**REQUIREMENTS:**
1: Answer these questions from the post about lowering mediump floats to 16-bit, one per line:
(a) Which benchmark did the author pick as the target?
(b) For which shader stage does the series enable lowering?
(c) Which two operations incur extra moves between 16 and 32 bits on Intel hardware?
2: Write the next part of the post about lowering mediump floats to 16-bit, starting after its final sentence.

**GIVEN PASSAGE:**
•••••

After Igalia's work on SPIRV 16-bit storage question arose how much
is needed on top in order to optimize GLES lowp/mediump with 16-bit
floats. I took glb 2.7 trex as a target and started drafting a glsl
lowering pass re-typing mediump floats into float16. In parallel,
I added bit by bit equivalent support into GLSL -> NIR pass and into
Intel compiler backend.
This series enables lowering for fragment shaders only. This was
sufficient for trex which doesn't use mediump precision for vertex
shaders.
First of all this is not complete work. I'd like to think of it more
as trying to give an idea what is currently missing. And by giving
concrete (if not ideal) solutions making each case a little clearer.
On SKL this runs trex pretty much on par compared to 32-bit. Intel
hardware doesn't have native support for linear interpolation using
16-bit floats and therefore pln() and lrp() incur additional moves
from 16-bits to 32-bits (and vice versa). Both can be replaced
relatively efficiently using mad() later on.
Comparing shader dumps between 16-bit and 32-bit indicates that all
optimization passes kick in nicely (sampler-eot, mad(), etc). Only
additional are the before mentioned conversion instructions.
Series starts with miscellanious bits needed in the glsl and nir.
This is followed by equivalent bits in the Intel compiler backend.

•••••

**DATA LINES:**
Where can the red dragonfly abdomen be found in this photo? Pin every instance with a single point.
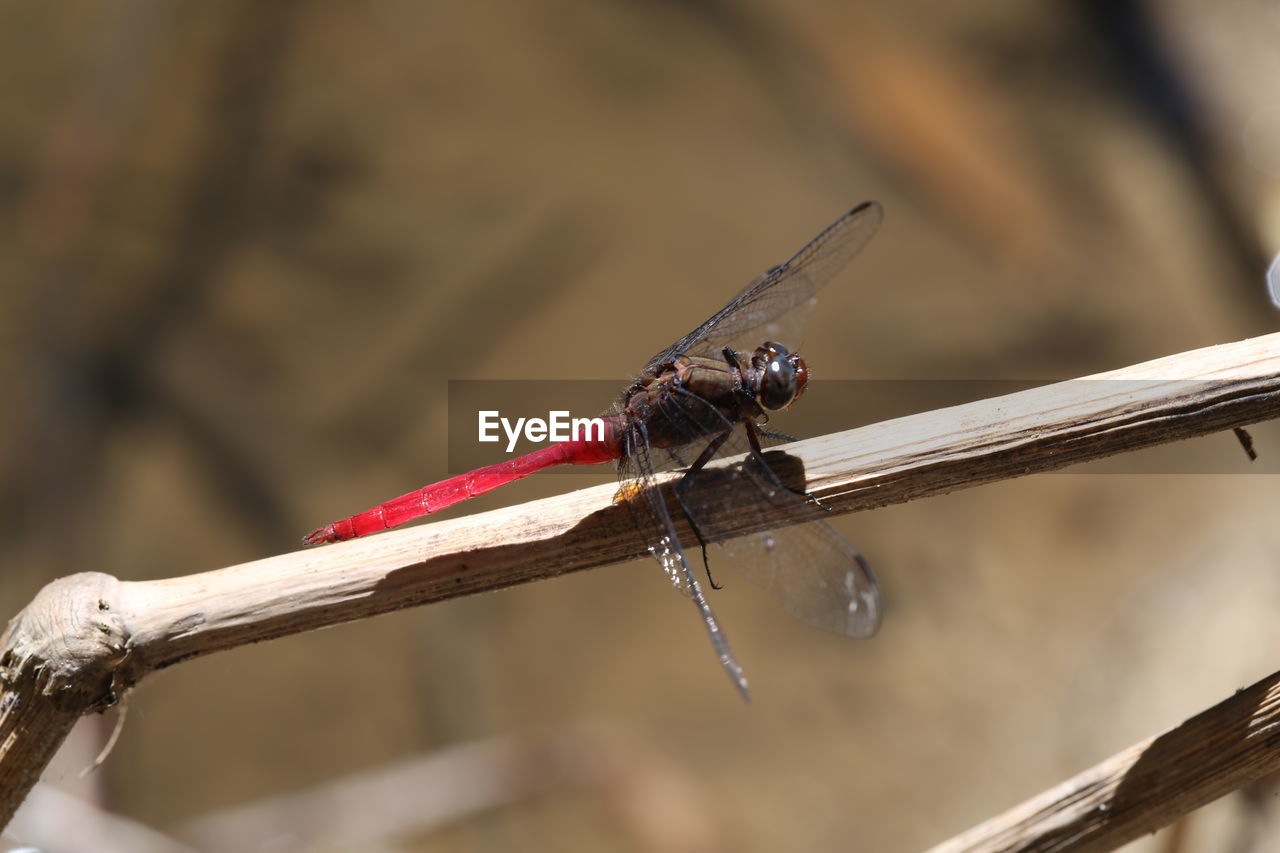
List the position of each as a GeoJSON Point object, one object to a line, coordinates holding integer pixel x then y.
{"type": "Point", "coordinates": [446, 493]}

•••••

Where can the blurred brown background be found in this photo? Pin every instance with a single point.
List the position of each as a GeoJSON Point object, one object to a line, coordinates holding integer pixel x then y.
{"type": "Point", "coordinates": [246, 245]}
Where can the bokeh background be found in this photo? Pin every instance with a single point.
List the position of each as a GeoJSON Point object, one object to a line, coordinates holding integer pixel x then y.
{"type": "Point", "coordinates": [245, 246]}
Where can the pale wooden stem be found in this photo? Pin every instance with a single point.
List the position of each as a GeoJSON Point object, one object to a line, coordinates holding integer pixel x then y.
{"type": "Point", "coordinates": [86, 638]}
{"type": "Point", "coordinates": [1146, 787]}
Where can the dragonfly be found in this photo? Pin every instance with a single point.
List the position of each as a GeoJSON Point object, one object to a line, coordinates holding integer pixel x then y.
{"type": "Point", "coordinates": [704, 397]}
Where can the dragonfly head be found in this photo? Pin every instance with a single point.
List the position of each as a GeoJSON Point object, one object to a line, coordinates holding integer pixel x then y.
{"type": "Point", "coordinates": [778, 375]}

•••••

**ANSWERS IN ORDER:**
1:
(a) glb 2.7 trex
(b) Fragment shaders only
(c) pln() and lrp()

2:
These are followed up changes that are subject to more debate:
1) Support for SIMD8 fp16 in liveness analysis, copy propagation,
dead code elimination, etc.
In order to tell if one instruction fully overwrites the results
of another one needs to examine how much of a register is written.
Until now this has been done in granularity of full or partial
register, i.e., there is no concept of "full sub-region write".
And until now there was no need as all data types took 4-bytes
per element resulting into full 32-byte register even in case of
SIMD8. Partial writes where all special and could be safely
ignored in various analysis passes.
Half precision floats, however, break this assumption. On SIMD8
full write with 16-bit elements results into half register.
I tried patching different passes examing partial writes one by
one but that started to get out hand. Moreover, just by looking
a register type size it is not safe to say if it really is full
write or not.
Solution here is to explicitly store this information into
registers: added new member fs_reg::pad_per_component.
Subsequently patching fs_reg::component_size() to take the
padding into account propagates the information to all users.
Patch 28 updates a few users to use component_size() instead
of open coded, 29 adds the actual support and 30-35 update
NIR -> FS to signal the padding (these are separated just for
review).
It should be noted that here one deals with virtual registers.
Final hardware allocator is separate and using full registers
in virtual space shouldn't prevent it from using thighter
packing.
Chema, this overlaps with your work, I hope you don't mind.
2) Booleans produced from 16-bit sources. Whereas for GLSL and for
NIR booleans are just booleans, on Intel hardware they are integers.
And the presentation depends on how they are produced. Comparisons
(flt, fge, feq and fne) with 32-bit sources produce 32-bit results
(0x000/0x) while with 16-bits one gets 16-bit results
(0x0/0x).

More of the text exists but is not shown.